(Passage provided)
□ □ □
GOP leaders had howled when Pelosi and House Democrats unveiled legislation earlier in the month providing $2.5 trillion in coronavirus relief, saying it contained too many provisions they deemed extraneous to the immediate crisis. And House Minority Leader Kevin McCarthy (R-Calif.) has recently questioned if Congress, after passing three phases of emergency relief, needs to act again at all.
“I’m not sure we need a fourth package,” McCarthy told Fox News on Sunday.
Pelosi, however, noted that President Trump had won the White House campaigning on a massive infrastructure program, saying the coronavirus has provided Washington policymakers with an “opportunity” to unite and get it done.
“It’s a wonderful opportunity because I think our country is united in wanting to, not only address the immediate needs of the emergency and the mitigation for the assault on our lives and livelihoods, but also how we recover in a very positive way,” she said.
“Infrastructure has never been a partisan issue. Ever.”
□ □ □
(Data listing)

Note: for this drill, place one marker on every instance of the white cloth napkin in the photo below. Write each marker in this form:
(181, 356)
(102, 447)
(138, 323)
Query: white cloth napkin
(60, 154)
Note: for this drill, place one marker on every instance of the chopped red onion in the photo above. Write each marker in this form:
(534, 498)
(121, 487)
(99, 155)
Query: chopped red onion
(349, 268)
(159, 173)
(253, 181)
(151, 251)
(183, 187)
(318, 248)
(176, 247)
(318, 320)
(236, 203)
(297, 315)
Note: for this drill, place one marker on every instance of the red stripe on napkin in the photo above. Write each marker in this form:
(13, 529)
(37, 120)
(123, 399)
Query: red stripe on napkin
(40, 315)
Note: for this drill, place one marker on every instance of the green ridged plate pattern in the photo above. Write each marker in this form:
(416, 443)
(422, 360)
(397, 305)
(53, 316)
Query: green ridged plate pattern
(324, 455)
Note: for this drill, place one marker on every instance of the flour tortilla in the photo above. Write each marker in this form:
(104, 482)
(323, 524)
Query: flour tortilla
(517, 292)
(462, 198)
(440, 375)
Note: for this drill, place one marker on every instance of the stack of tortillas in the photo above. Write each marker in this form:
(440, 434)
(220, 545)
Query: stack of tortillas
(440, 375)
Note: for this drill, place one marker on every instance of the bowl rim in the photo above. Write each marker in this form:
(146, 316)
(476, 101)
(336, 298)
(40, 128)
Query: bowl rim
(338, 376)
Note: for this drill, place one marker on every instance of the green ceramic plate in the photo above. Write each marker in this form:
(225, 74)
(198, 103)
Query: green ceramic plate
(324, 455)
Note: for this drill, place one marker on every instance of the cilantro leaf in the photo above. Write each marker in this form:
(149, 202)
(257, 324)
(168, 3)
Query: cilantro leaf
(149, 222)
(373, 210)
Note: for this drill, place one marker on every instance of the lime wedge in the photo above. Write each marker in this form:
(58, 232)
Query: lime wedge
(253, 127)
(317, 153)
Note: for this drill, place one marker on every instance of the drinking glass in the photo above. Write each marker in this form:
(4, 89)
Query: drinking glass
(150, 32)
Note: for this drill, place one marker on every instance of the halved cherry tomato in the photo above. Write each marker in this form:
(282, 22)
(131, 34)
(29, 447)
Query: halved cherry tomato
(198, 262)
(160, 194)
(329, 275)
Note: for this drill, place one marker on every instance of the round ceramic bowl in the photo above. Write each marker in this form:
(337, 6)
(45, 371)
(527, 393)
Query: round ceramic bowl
□ □ □
(Task instructions)
[1] In the passage on the coronavirus relief debate, how much coronavirus relief did the legislation unveiled by Pelosi and House Democrats provide?
[2] Please continue the passage about Pelosi and the coronavirus relief debate from the point where it ends.

(Responses)
[1] $2.5 trillion

[2]
The comments came just three days after the House passed a sweeping relief package providing hundreds of billions of dollars for the major industries, small businesses and newly unemployed workers who have suffered the brunt of the economic fallout from the coronavirus epidemic. The mammoth rescue package also includes cash payments, up to $1,200 for individuals, designed to goose consumer spending as as brick-and-mortar shops are forced to shut down and workers are laid off en masse.
Trump signed the bill into law on Friday.
Pelosi, who played an outsize role in crafting the package, has praised the proposal as a families-first initiative. But many House Democrats have grumbled that the $2 trillion measure — negotiated largely by Senate leaders and White House officials while the House was on recess — tilted too favorably toward corporations while neglecting workers and low- and middle-income families most directly affected by the novel coronavirus.
Pelosi and her caucus are now fighting to address those concerns as Congress eyes the next, fourth phase of economic relief. In it, they’re vowing to expand paid leave for workers and parents forced to stay at home; increase certain pension payments; boost the availability of protective medical equipment, like goggles, masks and gowns; and strengthen worker protections under the the Occupational Safety and Health Administration.
“We have taken unprecedented steps to slow the spread of this virus,” said Rep. Bobby Scott (D-Va.), chairman of the House Education and Labor Committee. “But this effort will not be successful if we lose health care capacity because our nurses, doctors and other medical staff are getting sick.”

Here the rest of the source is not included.